— Start of EXTRACT —
Finally, we will now fit the data to our entire labelled dataset. Then we use use it to predict the unlabeled test data. 

In [219]:
rf.fit(df_X, df_y) 
ridge.fit(df_X,df_y)
xgb.fit(df_X,df_y)
linear.fit(df_X,df_y)
lasso.fit(df_X,df_y)
lgb.fit(df_X,df_y)

LGBMRegressor(boosting_type='gbdt', class_weight=None, colsample_bytree=1.0,
       importance_type='split', learning_rate=0.06, max_depth=-1,
       min_child_samples=20, min_child_weight=0.001, min_split_gain=0.0,
       n_estimators=550, n_jobs=-1, num_leaves=3, objective=None,
       random_state=None, reg_alpha=0.0, reg_lambda=0.0, silent=True,
       subsample=1.0, subsample_for_bin=200000, subsample_freq=0)

In [220]:
test_list = [train_pred_rf, train_pred_ridge, train_pred_linear, train_pred_xgb, train_pred_lgb, train_pred_lasso]
percentage_list = [.1, .1, .3, .3, .1, .1]

test_pred = (.1 * rf.predict(df_testing) + .1 * ridge.predict(df_testing) + .3 * linear.predict(df_testing) +
             .3 * xgb.predict(df_testing) + .1 * lgb.predict(df_testing) + .1 * lasso.predict(df_testing))

In [221]:
testing_y = np.expm1(test_pred)

In [222]:
output = pd.DataFrame(data =
                     {'Id' : df_testing.index.values, 'SalePrice': testing_y})

In [223]:
output.to_csv('output.csv',index=False)

Now all that is left to do is upload the results to the kaggle competition. 

Fin
— End of EXTRACT —
— Start of GIVEN INFORMATION —
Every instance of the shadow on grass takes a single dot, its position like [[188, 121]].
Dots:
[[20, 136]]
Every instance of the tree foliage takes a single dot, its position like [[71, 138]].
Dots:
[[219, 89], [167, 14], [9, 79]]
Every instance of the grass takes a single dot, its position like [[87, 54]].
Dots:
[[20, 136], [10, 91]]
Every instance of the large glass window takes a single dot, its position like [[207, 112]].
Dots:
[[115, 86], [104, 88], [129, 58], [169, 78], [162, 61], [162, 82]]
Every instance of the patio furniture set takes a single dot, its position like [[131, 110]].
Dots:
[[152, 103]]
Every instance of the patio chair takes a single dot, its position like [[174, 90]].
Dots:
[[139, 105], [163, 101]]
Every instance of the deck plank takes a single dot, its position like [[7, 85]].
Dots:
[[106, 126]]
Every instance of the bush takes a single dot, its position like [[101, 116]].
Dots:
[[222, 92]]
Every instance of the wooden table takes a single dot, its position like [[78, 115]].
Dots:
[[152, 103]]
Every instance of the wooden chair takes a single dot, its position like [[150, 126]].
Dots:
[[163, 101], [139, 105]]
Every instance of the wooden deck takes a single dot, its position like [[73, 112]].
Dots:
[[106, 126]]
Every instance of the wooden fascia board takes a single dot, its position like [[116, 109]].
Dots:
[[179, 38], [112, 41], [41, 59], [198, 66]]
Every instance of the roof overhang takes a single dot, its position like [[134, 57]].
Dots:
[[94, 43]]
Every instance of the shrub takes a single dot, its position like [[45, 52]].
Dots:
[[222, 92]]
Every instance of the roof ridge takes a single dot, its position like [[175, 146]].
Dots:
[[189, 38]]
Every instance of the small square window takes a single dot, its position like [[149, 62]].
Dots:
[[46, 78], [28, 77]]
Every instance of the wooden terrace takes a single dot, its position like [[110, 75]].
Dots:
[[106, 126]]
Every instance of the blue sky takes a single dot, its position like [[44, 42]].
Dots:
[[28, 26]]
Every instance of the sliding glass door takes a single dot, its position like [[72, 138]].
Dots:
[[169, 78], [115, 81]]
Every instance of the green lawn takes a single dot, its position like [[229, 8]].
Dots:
— End of GIVEN INFORMATION —
▶ _PROBLEM STATEMENT_:
Answer these questions about the model-blending extract:
1. What value of n_estimators appears in the LGBMRegressor output?
2. What weight multiplies linear.predict(df_testing) in test_pred?
3. What file name is passed to output.to_csv?

▶ _EXERCISE RESULT_:
1. 550
2. .3
3. output.csv